TE DOEN:
A – Actualiseer een deel van het documentfragment: neem de tekst opnieuw op, beginnend bij "Voorbeeld 2" en doorlopend tot en met "wijzen als eindheffingsbestanddeel.", en zet daarin "inhoudingsplichtige" in plaats van "werkgever".
B – Beantwoord op basis van het documentfragment:
(i) Naar welke vindplaats in de Kamerstukken wordt verwezen?
(ii) Wanneer is toepassing van de doelmatigheidsgrens niet aan de orde?
(iii) Hoe hoog is in Voorbeeld 2 het totale bedrag aan vergoedingen en verstrekkingen?

DOCUMENTFRAGMENT:

Bij vergoedingen die onder een gerichte vrijstelling vallen, is het gebruikelijkheidscriterium niet aan de orde, aangezien het aanwijzen van dergelijke vergoedingen altijd gebruikelijk is (Kamerstukken II 2015/16, 34302, nr. 18, p. 40-41). Toepassing van de doelmatigheidsgrens is niet aan de orde als de aanwijzing van de vergoeding aan de gebruikelijkheidseis voldoet. Voor de eindejaarsuitkering kan een beroep worden gedaan op de doelmatigheidsgrens. Omdat hiervan nog geen gebruik is gemaakt, mag de eindejaarsuitkering in zijn geheel worden aangewezen als eindheffingsbestanddeel.
Voorbeeld 2
Een werkgever heeft meerdere vergoedingen en verstrekkingen aan een werknemer aangewezen als eindheffingsbestanddeel. Het totale bedrag aan vergoedingen en verstrekkingen is € 2.000. De aanwijzing van deze vergoedingen en verstrekkingen voldoet aan de gebruikelijkheidseis. Daarnaast wenst de werkgever de eindejaarsuitkering van € 2.100 aan te wijzen als eindheffingsbestanddeel.

GEGEVENSFRAGMENTEN:
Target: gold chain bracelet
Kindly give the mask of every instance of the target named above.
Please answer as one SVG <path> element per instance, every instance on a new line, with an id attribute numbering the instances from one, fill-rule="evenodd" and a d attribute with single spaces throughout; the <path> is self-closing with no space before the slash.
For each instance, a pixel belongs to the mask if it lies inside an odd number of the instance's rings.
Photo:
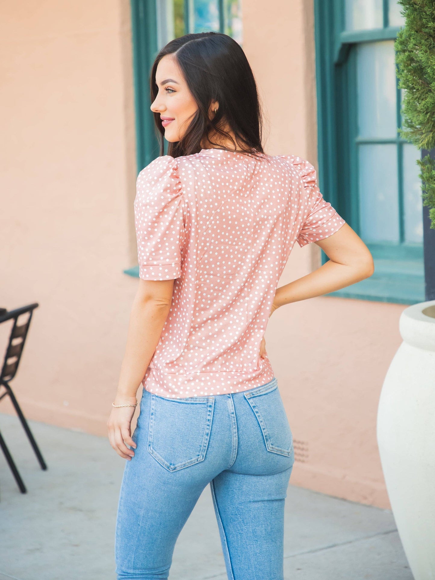
<path id="1" fill-rule="evenodd" d="M 137 399 L 136 400 L 136 405 L 132 405 L 132 404 L 128 404 L 128 405 L 115 405 L 114 404 L 114 403 L 112 403 L 112 407 L 137 407 Z"/>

ANTWOORDEN PER OPDRACHT:
A –
Voorbeeld 2
Een inhoudingsplichtige heeft meerdere vergoedingen en verstrekkingen aan een werknemer aangewezen als eindheffingsbestanddeel. Het totale bedrag aan vergoedingen en verstrekkingen is € 2.000. De aanwijzing van deze vergoedingen en verstrekkingen voldoet aan de gebruikelijkheidseis. Daarnaast wenst de inhoudingsplichtige de eindejaarsuitkering van € 2.100 aan te wijzen als eindheffingsbestanddeel.

B –
(i) Kamerstukken II 2015/16, 34302, nr. 18, p. 40-41.
(ii) Als de aanwijzing van de vergoeding aan de gebruikelijkheidseis voldoet.
(iii) € 2.000.